■ Items ■

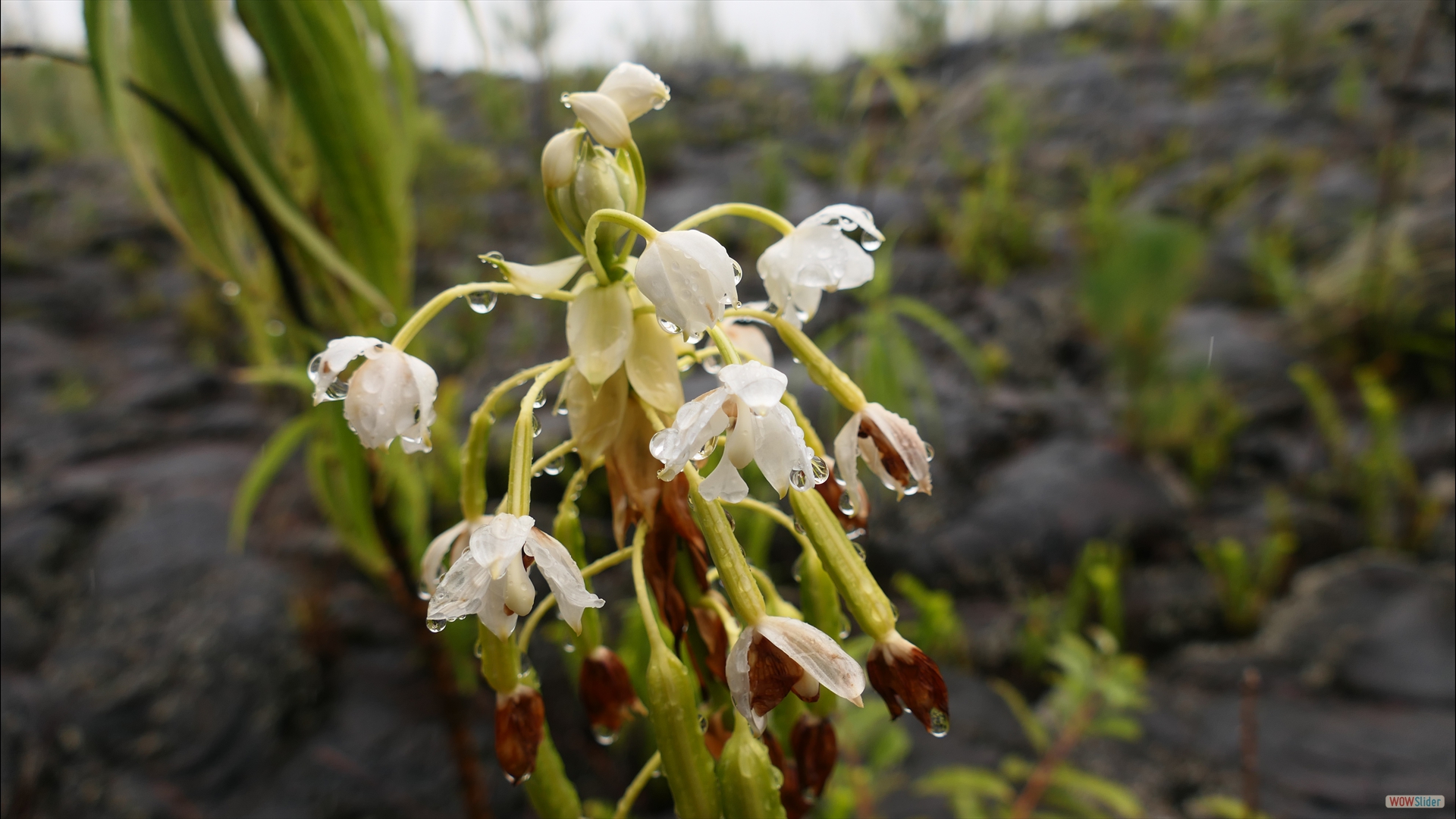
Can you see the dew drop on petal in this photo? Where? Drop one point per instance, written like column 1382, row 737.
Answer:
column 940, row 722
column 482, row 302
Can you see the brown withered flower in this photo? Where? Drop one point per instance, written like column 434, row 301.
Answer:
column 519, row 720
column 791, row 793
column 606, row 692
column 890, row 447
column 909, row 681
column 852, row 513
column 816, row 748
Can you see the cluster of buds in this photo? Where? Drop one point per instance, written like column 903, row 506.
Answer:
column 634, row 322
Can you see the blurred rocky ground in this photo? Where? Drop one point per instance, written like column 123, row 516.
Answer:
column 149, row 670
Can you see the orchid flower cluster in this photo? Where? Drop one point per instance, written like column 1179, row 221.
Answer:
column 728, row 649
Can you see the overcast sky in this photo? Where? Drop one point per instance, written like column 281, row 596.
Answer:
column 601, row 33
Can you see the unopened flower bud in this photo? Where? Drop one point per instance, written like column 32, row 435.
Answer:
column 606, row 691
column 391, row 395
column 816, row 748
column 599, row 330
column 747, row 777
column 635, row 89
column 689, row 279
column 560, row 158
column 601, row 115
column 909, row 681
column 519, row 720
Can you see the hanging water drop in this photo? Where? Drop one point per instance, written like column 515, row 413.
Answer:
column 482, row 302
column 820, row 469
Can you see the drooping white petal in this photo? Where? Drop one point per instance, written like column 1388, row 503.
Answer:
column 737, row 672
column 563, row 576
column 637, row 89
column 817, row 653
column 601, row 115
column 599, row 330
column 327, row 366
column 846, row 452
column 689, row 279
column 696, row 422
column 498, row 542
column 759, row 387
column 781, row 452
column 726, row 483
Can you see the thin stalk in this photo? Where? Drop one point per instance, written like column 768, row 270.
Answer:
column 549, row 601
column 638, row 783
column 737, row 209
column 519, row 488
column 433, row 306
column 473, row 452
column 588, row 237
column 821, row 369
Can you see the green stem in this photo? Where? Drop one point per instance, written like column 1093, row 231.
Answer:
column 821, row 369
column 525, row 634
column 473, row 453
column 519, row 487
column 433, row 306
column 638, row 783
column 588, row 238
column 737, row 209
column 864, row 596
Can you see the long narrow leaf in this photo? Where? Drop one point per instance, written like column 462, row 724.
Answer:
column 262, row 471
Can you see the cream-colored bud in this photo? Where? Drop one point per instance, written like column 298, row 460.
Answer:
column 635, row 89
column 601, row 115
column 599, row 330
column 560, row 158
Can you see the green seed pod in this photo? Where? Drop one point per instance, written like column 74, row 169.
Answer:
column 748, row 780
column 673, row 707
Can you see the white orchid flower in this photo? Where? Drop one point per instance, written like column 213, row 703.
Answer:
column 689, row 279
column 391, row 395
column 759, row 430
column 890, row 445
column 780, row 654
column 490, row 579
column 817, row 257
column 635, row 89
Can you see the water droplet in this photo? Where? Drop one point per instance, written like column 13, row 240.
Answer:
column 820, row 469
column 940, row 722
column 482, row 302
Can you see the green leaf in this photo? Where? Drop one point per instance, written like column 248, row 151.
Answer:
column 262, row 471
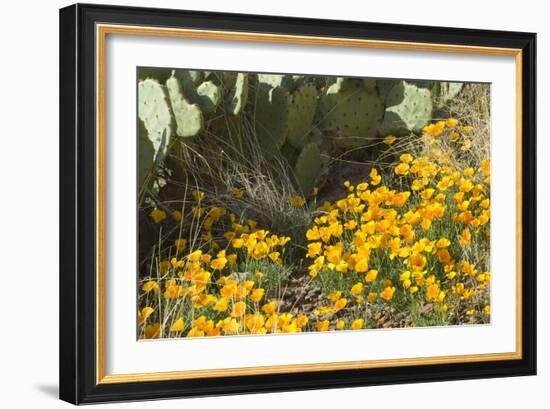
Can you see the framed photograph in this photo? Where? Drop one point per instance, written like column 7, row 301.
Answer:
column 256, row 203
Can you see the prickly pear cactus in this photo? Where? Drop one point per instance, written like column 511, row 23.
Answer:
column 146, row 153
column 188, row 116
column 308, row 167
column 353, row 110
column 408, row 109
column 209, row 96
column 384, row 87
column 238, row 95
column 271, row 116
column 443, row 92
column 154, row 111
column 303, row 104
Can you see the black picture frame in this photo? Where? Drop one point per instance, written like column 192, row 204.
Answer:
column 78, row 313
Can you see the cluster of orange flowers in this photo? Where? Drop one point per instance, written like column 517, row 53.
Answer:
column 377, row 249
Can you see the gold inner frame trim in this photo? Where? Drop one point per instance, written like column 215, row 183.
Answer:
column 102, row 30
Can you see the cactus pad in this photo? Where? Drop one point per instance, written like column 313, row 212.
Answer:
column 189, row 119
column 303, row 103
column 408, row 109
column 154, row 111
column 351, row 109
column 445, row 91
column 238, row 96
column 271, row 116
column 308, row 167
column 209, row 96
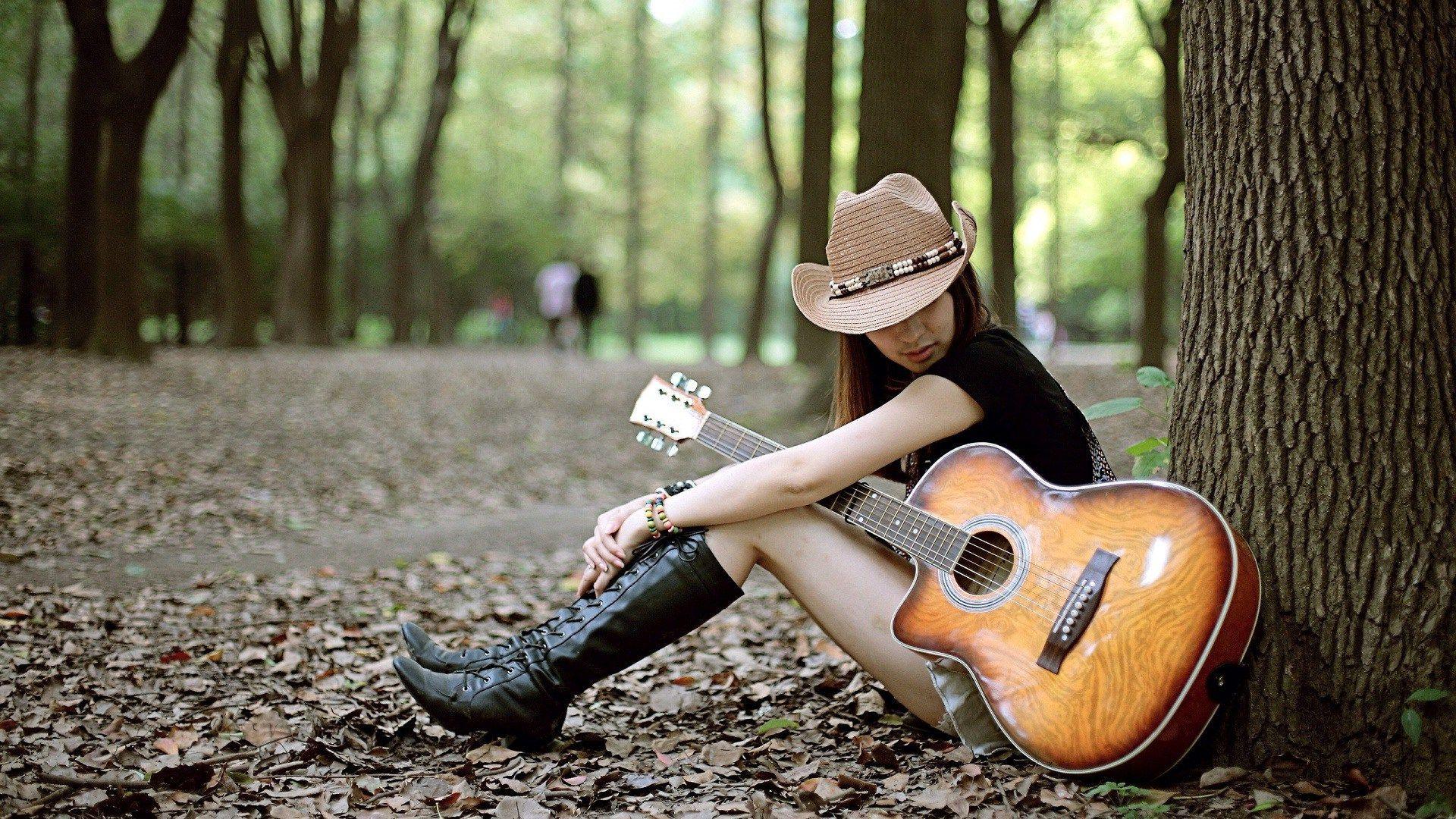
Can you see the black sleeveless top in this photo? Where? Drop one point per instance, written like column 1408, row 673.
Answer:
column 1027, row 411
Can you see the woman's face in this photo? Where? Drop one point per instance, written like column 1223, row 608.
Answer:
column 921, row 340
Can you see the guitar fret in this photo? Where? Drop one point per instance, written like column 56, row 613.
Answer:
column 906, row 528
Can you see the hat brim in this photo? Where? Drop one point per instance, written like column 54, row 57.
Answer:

■ Directions ■
Copy the data above verbatim, starting at its first line and ending at the line containing "column 601, row 33", with both ends included. Omit the pictures.

■ Answer to the exercise ■
Can you see the dew drop on petal in this photo? Where? Drop one point per instance, written like column 1382, row 737.
Answer:
column 940, row 722
column 482, row 302
Can you see the brown withered flower in this photo? Where? Drop one point per instance, written like column 434, row 301.
Answer:
column 519, row 720
column 791, row 793
column 606, row 692
column 890, row 447
column 909, row 681
column 852, row 513
column 816, row 748
Can you see the cluster of buds in this photo? Where? Drop one point per instance, written like column 903, row 506.
Answer:
column 634, row 322
Can you see the blurred rocky ground in this photo? Where? Drop one point per instance, written like column 123, row 516.
Answer:
column 149, row 670
Can you see the orchid flower cluster in this photo? Where? Drop one point per instance, written like column 1179, row 221.
Answer:
column 728, row 649
Can you see the overcast sky in this photo? Where? Drop one point per instance, written like column 281, row 596.
Answer:
column 601, row 33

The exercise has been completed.